(ENTRIES SHOWN begins)

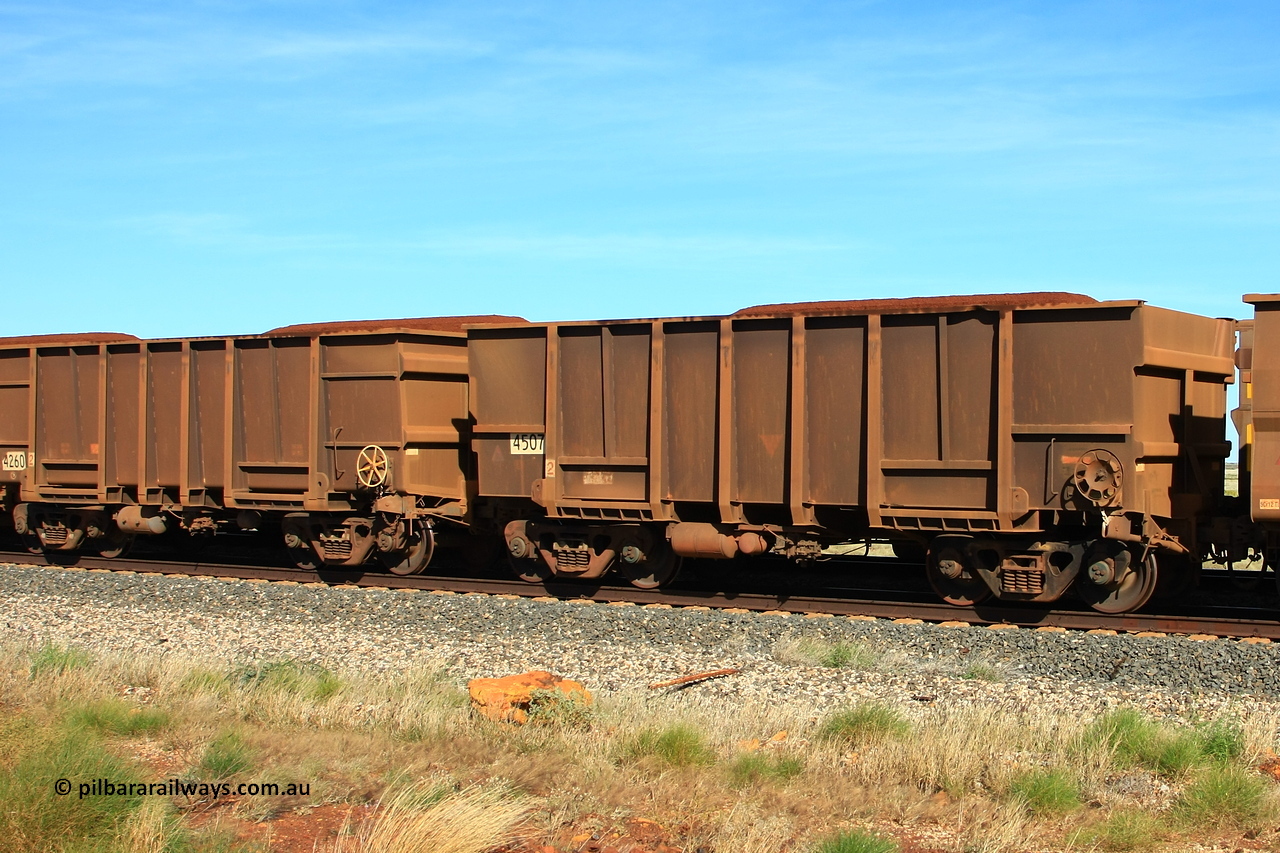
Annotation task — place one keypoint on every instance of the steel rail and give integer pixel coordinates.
(1214, 625)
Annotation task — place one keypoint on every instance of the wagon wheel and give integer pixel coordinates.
(414, 559)
(951, 574)
(373, 466)
(657, 569)
(1127, 584)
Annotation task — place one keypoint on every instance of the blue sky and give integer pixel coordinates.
(215, 168)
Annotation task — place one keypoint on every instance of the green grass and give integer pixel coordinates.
(51, 658)
(864, 724)
(979, 671)
(201, 680)
(113, 716)
(558, 708)
(36, 819)
(1046, 792)
(856, 843)
(225, 756)
(679, 746)
(841, 655)
(1221, 740)
(1173, 752)
(309, 680)
(1224, 796)
(755, 767)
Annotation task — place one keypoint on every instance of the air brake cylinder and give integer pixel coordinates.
(136, 519)
(700, 539)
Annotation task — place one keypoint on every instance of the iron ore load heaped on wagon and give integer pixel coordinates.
(351, 439)
(1023, 442)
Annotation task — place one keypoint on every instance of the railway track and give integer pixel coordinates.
(1221, 621)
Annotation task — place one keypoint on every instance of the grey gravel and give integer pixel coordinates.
(616, 648)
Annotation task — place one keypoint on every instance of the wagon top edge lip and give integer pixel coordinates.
(855, 308)
(448, 327)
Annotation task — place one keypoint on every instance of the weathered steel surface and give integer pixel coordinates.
(266, 422)
(954, 414)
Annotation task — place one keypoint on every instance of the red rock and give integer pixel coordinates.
(507, 699)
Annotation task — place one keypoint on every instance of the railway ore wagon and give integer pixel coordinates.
(1258, 420)
(350, 438)
(1022, 442)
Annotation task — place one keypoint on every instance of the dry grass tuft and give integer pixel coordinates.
(424, 819)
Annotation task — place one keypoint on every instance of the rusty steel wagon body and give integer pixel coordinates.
(351, 437)
(1258, 424)
(1022, 441)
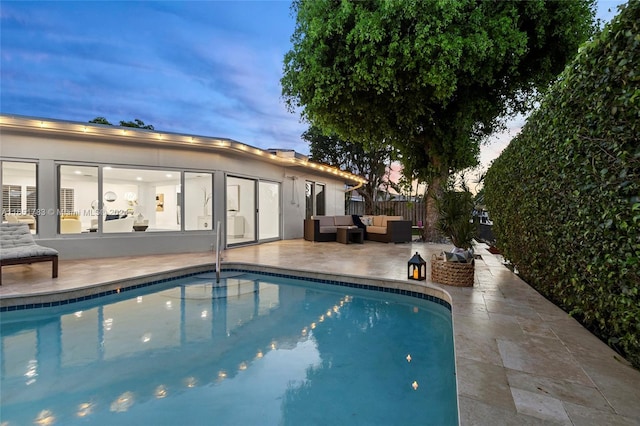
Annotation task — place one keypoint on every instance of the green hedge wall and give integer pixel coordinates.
(565, 194)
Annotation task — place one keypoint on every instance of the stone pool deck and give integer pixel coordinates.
(520, 360)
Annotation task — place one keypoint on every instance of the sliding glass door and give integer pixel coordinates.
(253, 210)
(269, 211)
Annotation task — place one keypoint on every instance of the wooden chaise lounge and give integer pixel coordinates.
(18, 247)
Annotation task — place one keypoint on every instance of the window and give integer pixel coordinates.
(314, 199)
(20, 192)
(11, 199)
(198, 201)
(78, 198)
(32, 199)
(150, 200)
(66, 201)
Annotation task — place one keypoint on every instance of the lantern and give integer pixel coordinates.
(417, 268)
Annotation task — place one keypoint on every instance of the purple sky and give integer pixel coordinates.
(208, 68)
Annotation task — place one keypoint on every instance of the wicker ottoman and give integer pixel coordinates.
(457, 274)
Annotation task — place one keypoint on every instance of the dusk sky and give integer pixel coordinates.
(209, 68)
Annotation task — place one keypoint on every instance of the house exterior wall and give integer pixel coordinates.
(50, 150)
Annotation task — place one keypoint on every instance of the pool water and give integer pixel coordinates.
(250, 350)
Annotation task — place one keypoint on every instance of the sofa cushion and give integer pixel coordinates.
(386, 219)
(343, 220)
(377, 229)
(327, 229)
(367, 220)
(324, 221)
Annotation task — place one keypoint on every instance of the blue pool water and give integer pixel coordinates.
(250, 350)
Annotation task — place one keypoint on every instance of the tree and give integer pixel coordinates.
(136, 123)
(100, 120)
(371, 164)
(431, 78)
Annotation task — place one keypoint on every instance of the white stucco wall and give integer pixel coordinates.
(50, 150)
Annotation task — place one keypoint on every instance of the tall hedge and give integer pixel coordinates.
(565, 194)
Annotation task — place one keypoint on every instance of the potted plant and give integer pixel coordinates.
(455, 222)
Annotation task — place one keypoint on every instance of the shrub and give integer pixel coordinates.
(565, 195)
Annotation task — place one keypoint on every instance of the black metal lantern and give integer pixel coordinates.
(417, 268)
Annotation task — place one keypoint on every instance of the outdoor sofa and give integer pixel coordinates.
(17, 247)
(381, 228)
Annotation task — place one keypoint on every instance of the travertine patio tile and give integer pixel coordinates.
(587, 396)
(484, 382)
(477, 413)
(542, 357)
(587, 416)
(540, 406)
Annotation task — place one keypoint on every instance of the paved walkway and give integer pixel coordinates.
(520, 360)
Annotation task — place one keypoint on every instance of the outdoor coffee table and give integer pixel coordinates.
(348, 235)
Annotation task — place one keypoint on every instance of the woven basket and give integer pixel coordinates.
(451, 273)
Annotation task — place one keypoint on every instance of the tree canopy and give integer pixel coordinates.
(137, 123)
(431, 78)
(372, 165)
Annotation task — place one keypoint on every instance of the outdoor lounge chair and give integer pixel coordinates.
(18, 247)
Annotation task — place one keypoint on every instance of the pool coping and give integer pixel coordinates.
(47, 299)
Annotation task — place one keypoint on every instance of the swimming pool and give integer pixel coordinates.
(251, 350)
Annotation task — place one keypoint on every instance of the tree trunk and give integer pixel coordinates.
(434, 189)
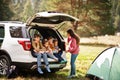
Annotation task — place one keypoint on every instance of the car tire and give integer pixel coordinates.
(54, 70)
(4, 65)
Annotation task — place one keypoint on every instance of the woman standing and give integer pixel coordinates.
(73, 41)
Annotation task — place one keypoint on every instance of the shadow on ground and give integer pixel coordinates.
(34, 75)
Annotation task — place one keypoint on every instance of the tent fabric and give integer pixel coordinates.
(106, 65)
(115, 68)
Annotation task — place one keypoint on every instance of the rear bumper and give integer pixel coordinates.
(33, 65)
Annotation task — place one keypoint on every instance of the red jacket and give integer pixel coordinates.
(73, 47)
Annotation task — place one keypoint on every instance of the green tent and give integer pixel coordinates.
(106, 66)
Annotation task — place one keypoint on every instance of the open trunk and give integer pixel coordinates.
(46, 32)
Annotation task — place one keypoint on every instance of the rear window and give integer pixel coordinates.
(18, 32)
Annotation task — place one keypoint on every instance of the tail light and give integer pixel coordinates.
(25, 44)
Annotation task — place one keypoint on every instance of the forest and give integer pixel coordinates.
(97, 17)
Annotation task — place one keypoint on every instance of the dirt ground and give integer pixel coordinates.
(102, 40)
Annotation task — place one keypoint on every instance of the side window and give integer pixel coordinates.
(34, 31)
(2, 34)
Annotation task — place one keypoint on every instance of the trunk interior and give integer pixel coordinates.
(46, 32)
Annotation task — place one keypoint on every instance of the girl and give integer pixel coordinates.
(73, 41)
(57, 52)
(48, 50)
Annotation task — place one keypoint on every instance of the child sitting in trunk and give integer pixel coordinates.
(48, 49)
(57, 51)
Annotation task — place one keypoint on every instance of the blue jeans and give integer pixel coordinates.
(72, 63)
(51, 56)
(39, 55)
(58, 55)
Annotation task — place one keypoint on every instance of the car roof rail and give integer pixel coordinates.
(18, 22)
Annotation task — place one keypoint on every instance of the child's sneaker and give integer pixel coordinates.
(40, 71)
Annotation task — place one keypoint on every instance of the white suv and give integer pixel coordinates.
(15, 40)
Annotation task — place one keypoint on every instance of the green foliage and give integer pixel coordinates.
(5, 11)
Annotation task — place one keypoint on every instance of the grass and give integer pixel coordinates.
(86, 56)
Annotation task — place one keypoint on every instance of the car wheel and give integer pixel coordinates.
(54, 70)
(4, 65)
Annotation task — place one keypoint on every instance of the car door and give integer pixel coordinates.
(50, 19)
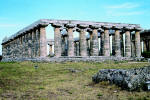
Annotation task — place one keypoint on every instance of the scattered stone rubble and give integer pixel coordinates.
(130, 79)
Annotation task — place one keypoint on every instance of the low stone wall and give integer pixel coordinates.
(70, 59)
(131, 79)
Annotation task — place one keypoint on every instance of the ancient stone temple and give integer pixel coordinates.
(145, 38)
(31, 41)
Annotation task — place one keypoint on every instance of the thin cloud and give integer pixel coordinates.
(7, 25)
(118, 14)
(127, 5)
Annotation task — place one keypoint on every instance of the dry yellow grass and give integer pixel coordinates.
(54, 81)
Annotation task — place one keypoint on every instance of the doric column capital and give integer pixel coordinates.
(70, 25)
(56, 25)
(118, 27)
(82, 26)
(100, 30)
(128, 28)
(95, 26)
(89, 30)
(138, 29)
(107, 27)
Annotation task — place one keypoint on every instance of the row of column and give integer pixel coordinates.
(94, 46)
(28, 45)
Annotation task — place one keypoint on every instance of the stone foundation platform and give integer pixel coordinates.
(72, 59)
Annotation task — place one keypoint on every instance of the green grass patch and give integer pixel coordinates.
(56, 81)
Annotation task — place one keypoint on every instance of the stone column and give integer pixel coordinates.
(137, 43)
(63, 45)
(33, 44)
(57, 39)
(78, 48)
(88, 48)
(50, 49)
(132, 48)
(29, 45)
(82, 40)
(70, 39)
(23, 44)
(117, 42)
(113, 44)
(43, 42)
(89, 30)
(37, 45)
(26, 45)
(94, 42)
(102, 43)
(127, 43)
(106, 41)
(75, 48)
(144, 45)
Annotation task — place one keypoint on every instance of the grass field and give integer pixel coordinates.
(56, 81)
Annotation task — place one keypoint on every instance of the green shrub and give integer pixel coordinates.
(146, 54)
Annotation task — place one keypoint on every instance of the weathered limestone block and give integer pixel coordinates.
(43, 42)
(63, 52)
(78, 48)
(132, 48)
(137, 44)
(102, 43)
(83, 44)
(106, 42)
(33, 44)
(57, 40)
(88, 47)
(23, 44)
(94, 43)
(37, 43)
(70, 40)
(113, 44)
(75, 49)
(117, 44)
(26, 45)
(127, 44)
(29, 45)
(130, 79)
(122, 45)
(51, 50)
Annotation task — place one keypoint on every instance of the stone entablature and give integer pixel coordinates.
(145, 38)
(31, 41)
(45, 22)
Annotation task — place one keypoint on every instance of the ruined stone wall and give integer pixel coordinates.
(131, 79)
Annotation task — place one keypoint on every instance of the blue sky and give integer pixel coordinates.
(17, 14)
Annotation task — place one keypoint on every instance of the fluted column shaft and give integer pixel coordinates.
(94, 43)
(57, 42)
(70, 42)
(127, 44)
(29, 45)
(43, 42)
(50, 50)
(78, 48)
(117, 44)
(106, 43)
(102, 43)
(83, 44)
(137, 44)
(63, 45)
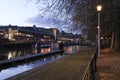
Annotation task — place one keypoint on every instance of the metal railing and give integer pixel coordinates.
(91, 68)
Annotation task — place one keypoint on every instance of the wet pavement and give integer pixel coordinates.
(108, 65)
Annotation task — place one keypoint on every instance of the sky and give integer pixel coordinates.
(23, 13)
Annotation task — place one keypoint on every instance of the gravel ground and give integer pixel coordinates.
(108, 65)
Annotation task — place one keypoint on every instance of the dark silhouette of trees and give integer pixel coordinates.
(79, 13)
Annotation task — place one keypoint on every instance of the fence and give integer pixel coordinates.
(91, 68)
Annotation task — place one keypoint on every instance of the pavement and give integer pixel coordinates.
(108, 65)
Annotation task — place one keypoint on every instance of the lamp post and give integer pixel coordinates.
(99, 8)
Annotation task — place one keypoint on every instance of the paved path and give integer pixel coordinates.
(108, 65)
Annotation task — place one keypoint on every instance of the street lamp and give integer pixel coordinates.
(99, 8)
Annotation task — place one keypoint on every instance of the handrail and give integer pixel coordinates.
(91, 68)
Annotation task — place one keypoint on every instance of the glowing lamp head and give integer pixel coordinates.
(99, 8)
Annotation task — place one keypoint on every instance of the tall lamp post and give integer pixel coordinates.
(99, 8)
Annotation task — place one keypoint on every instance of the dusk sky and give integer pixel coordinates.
(23, 13)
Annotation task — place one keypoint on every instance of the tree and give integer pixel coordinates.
(80, 13)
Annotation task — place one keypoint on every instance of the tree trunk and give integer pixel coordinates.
(112, 41)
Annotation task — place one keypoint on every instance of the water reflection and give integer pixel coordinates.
(6, 73)
(71, 49)
(11, 54)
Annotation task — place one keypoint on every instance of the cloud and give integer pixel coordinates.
(41, 21)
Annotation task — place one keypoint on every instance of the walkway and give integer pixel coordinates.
(71, 67)
(108, 65)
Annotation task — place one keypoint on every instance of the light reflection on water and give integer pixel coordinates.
(27, 66)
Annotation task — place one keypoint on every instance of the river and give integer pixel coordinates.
(13, 53)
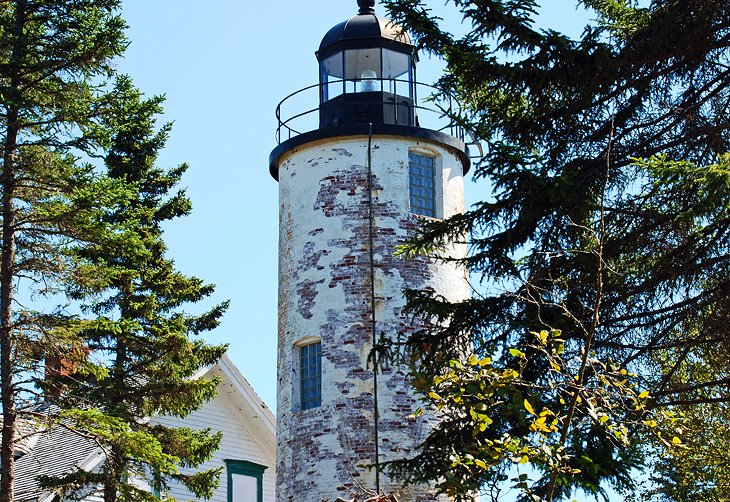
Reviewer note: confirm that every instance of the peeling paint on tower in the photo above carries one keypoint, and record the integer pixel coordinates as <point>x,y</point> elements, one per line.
<point>325,293</point>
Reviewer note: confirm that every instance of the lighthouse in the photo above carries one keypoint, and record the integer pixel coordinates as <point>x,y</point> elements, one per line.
<point>359,169</point>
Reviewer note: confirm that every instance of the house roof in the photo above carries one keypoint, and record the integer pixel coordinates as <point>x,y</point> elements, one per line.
<point>58,450</point>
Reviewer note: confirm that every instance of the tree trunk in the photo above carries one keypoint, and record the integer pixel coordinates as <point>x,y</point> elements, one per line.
<point>6,314</point>
<point>7,262</point>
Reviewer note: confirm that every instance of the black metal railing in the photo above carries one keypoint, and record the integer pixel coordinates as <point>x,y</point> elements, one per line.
<point>437,116</point>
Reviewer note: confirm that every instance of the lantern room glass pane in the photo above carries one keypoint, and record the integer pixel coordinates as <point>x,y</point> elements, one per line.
<point>330,76</point>
<point>397,73</point>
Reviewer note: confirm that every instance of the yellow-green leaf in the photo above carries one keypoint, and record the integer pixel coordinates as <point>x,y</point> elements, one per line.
<point>529,408</point>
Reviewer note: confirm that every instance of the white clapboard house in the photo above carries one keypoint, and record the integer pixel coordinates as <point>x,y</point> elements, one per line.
<point>247,451</point>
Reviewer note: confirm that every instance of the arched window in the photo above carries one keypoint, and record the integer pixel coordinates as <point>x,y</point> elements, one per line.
<point>422,183</point>
<point>307,391</point>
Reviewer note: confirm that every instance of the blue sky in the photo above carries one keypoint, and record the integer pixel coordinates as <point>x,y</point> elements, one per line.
<point>223,66</point>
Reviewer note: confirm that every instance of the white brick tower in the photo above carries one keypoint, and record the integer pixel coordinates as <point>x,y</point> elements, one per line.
<point>350,191</point>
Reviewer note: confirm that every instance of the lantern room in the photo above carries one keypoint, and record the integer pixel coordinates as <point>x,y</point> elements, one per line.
<point>366,72</point>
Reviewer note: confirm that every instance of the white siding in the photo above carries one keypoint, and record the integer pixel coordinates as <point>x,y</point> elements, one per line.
<point>237,444</point>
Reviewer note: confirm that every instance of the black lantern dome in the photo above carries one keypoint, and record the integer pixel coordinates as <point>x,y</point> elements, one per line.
<point>367,72</point>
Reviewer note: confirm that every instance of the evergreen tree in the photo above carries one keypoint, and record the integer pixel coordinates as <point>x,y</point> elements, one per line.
<point>143,341</point>
<point>54,59</point>
<point>602,249</point>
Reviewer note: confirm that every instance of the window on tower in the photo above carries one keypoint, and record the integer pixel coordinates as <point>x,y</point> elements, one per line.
<point>421,170</point>
<point>310,370</point>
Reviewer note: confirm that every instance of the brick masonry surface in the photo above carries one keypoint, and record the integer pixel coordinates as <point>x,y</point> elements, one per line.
<point>325,293</point>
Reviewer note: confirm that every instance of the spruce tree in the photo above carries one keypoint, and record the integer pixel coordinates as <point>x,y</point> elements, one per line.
<point>54,60</point>
<point>601,253</point>
<point>142,340</point>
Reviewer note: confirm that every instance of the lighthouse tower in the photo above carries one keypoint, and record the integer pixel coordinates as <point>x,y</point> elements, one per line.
<point>350,191</point>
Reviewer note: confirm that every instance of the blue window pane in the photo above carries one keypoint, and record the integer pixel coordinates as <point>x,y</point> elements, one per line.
<point>311,375</point>
<point>422,184</point>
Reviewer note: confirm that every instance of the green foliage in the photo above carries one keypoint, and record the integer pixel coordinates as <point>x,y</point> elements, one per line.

(ENTRIES SHOWN ends)

**TASK OBJECTIVE**: Only the final stretch of the entries above is needed: print exactly the lines from the line containing "Reviewer note: confirm that every instance of the brick" through the last one.

**EXERCISE RESPONSE**:
Reviewer note: confirm that every instance of the brick masonry surface in the photo above carries one keypoint, and record the integer pixel coordinates as <point>x,y</point> elements, one per line.
<point>325,293</point>
Reviewer note: confirm that every instance of the spruce tree in the photo above carries one keypoint, and record the integer pixel coordinates as <point>x,y</point> elements, one per line.
<point>54,60</point>
<point>601,253</point>
<point>142,340</point>
Reviewer note: confirm that every instance of the lighthouse tower in the photo above carries one keypoint, and record the integer pixel coordinates as <point>x,y</point> elements, one per line.
<point>350,191</point>
Reviewer note: confirm that every instance of the blue window pane in the photo above carries one keypoint, and record the integer pixel coordinates as <point>x,y</point> elements, one per line.
<point>311,375</point>
<point>422,184</point>
Reviewer note: confirm that every instance of the green foliage in the photo above carries one keypoint, and record the integer pixel coordinates as <point>x,y</point> elements, one per line.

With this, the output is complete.